指示 1 ▸ 提示テキストに名前が出てくる登場人物を、すべて挙げてください。

提示テキスト ▸
タイ映画「バッド・ジーニアス 危険な天才たち」 - 番組一覧 | アジアドラマチックTV(アジドラ)公式サイト

 

おすすめされたので、見てました。見終わって、まず思うのは、ああ家族って良いな。と思う。主人公がリンがタイの進学高校に転校するとこから始まります。

 

転校した先が多分私立の学校なんだよね。メチャクチャお金がかかる。でもこの子の家がシングルファザーで金銭的に余裕が無くてというかんじ。ただし、頭がメチャクチャ良くて成績が良くて特待生として転入するというスタート。

普通に良い成績をとって、それで卒業、そういうのだと物語にならないから、グレース、パットの二人「カンニングによる小遣い稼ぎ」を提案し、それがエスカレート。学校だけじゃ無く海外留学のための共通テストの不正にまで発展する。というのがあらすじになります。

そこまで新しい映画じゃないし、ネタバレというのはあまり気にしない人なので、お構いなしに書きます。

 

結局、主人公のリンと同じ学校のもう一人の秀才のバンクは多額の謝礼と引き換えに留学用の共通テストの不正を実行するんだよね。

でもバンクは途中で試験官にバレて、連行され、リンはなんとかバレずに逃げおおせた。不正自体は成功、ただし一人が無事帰還出来なかったという見てる側からすると、リンたちに感情移入してるので後味は悪いよね。

 

面白いなあ、というより良く人間をみて作っていると思ったのが、その後のバンクの動き。彼は事件のあと、リンに前回よりももっと規模のでかい試験で不正をしようともちかけてくる。

提供データ ▸
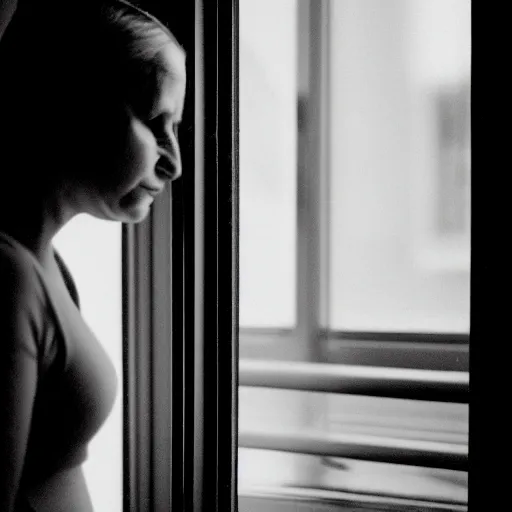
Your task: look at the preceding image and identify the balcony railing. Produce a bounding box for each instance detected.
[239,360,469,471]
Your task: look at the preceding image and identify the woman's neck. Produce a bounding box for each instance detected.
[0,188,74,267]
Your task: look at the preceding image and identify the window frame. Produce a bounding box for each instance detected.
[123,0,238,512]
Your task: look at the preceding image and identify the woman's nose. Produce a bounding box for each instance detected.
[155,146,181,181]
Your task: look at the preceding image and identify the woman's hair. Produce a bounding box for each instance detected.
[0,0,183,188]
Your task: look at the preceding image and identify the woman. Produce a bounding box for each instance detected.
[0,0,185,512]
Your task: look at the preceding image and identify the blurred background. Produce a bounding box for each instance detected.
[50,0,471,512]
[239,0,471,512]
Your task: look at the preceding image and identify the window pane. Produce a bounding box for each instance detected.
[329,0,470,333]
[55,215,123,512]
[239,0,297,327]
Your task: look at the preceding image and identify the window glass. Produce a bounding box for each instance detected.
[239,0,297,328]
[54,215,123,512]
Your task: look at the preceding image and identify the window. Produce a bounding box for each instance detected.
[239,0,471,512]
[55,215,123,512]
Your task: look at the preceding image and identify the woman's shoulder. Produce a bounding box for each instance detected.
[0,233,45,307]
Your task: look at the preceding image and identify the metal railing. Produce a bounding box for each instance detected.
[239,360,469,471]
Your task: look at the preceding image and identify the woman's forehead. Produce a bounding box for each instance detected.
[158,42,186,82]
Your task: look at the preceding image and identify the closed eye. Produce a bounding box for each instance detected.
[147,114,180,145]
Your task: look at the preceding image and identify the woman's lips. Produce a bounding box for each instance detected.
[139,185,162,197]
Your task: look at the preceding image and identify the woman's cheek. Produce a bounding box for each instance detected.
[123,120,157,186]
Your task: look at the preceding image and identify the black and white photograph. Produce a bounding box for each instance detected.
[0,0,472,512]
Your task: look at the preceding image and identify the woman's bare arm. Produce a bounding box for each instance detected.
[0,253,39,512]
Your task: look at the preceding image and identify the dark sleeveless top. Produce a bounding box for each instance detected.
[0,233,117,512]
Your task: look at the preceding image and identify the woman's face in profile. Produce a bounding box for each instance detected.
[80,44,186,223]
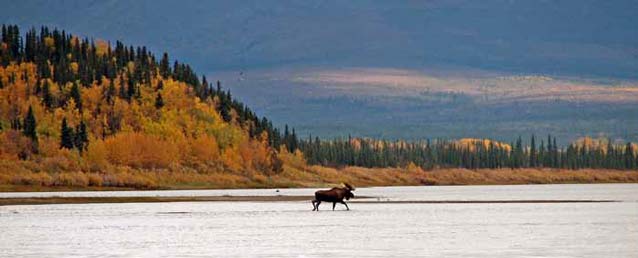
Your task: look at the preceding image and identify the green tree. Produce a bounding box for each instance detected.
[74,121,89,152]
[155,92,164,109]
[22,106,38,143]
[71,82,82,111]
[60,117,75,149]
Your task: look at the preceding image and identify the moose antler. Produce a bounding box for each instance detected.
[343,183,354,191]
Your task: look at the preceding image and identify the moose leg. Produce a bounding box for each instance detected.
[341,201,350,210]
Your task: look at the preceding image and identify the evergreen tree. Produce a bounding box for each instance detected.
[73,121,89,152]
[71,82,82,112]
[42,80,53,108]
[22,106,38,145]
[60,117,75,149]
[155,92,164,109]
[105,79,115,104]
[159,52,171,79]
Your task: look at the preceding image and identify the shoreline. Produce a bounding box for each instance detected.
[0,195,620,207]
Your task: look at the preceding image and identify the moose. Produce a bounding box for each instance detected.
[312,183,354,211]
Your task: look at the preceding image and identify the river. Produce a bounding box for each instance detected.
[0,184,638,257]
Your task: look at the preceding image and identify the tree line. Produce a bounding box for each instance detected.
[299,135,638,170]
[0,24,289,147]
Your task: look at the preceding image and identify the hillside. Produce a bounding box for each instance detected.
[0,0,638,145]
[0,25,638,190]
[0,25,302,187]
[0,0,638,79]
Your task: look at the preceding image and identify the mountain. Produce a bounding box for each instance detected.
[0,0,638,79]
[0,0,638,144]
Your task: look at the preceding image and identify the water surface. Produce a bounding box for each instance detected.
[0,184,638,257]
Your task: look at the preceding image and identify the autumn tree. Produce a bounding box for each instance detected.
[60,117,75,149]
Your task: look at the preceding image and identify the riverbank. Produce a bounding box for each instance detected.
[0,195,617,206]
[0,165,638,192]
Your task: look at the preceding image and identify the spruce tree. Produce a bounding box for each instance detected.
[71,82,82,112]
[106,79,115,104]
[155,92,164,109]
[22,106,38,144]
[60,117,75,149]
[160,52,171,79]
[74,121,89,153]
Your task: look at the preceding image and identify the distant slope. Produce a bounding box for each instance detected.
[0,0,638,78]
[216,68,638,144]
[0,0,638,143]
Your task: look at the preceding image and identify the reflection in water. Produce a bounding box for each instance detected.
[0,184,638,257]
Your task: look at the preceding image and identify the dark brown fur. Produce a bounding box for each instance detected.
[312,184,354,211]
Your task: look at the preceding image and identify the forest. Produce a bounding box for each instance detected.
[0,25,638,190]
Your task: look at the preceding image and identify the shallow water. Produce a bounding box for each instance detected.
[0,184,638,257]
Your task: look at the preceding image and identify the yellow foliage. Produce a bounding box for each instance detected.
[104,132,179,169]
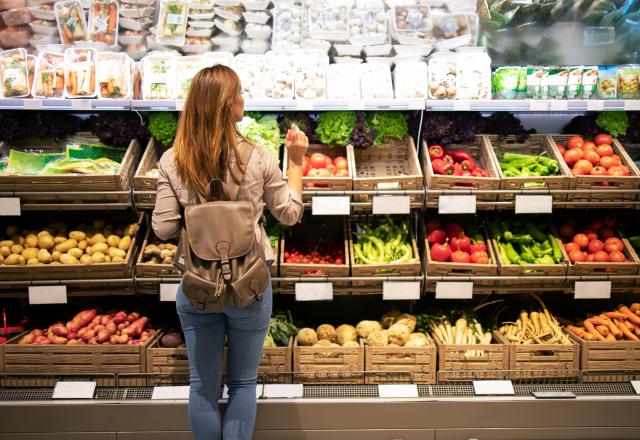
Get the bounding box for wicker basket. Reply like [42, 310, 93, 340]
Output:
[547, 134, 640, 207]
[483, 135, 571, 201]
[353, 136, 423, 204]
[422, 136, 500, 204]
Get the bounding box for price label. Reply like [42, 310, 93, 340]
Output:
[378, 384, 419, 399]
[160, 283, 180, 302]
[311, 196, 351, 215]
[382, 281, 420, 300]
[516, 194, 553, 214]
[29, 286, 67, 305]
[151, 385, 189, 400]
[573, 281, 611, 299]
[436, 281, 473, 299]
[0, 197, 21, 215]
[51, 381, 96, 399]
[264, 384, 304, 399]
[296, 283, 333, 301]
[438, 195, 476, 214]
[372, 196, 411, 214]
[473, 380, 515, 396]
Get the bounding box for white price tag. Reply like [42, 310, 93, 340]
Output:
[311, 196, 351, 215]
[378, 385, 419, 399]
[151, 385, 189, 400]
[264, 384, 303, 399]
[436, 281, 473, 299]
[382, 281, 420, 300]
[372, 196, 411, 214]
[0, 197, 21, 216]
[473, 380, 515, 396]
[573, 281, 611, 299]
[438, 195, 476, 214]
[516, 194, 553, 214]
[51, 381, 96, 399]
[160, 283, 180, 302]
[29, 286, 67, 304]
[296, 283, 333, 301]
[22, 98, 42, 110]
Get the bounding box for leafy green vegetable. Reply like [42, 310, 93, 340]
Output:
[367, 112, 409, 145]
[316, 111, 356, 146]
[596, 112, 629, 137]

指示 2 ▸ 一覧の冒頭から「[158,42,186,82]」を含む行までを、両端の行も含めてそのまま再掲してください。画像は回答に含めないでください。

回答 1 ▸ リン、グレース、パット、バンク

回答 2 ▸
Your task: look at the preceding image and identify the balcony railing. Produce a bounding box for each instance detected.
[239,360,469,471]
Your task: look at the preceding image and identify the woman's neck. Produce a bounding box for each instance detected.
[0,188,74,267]
Your task: look at the preceding image and identify the window frame. Produce a bounding box for each instance detected.
[123,0,238,512]
Your task: look at the preceding image and identify the woman's nose. Produce a bounding box for each instance detected.
[155,146,181,181]
Your task: look at the preceding image and identify the woman's hair. Produce a bounding box for each instance detected.
[0,0,183,188]
Your task: look at the preceding image and identify the woman. Produce a bounding box for each instance detected.
[0,0,185,512]
Your task: look at the preceding image and identify the blurred background. Produce a bounding box for each instance detected.
[50,0,471,512]
[239,0,471,512]
Your task: look at the preceding image and identify the window pane. Produce a bounding box for each instance detected.
[329,0,470,333]
[55,215,123,512]
[239,0,297,327]
Your task: look at the preceding image and identify the window glass. Produce a bounding box for each instance detected.
[239,0,297,328]
[54,215,123,512]
Your task: look at the preceding image and identify the window. Produce a bounding box for each instance detected.
[239,0,471,512]
[55,215,123,512]
Your task: look at the preceding image and identify the woman's shoulder. Produce a bounding box for each instance detected.
[0,233,45,307]
Your task: look at the preceding image and identify the metal railing. Produce a bounding box for each instance detected.
[239,360,469,471]
Your task: look at the preceding image and identify the woman's forehead. Produce a bounding box for each instance detected.
[158,42,186,82]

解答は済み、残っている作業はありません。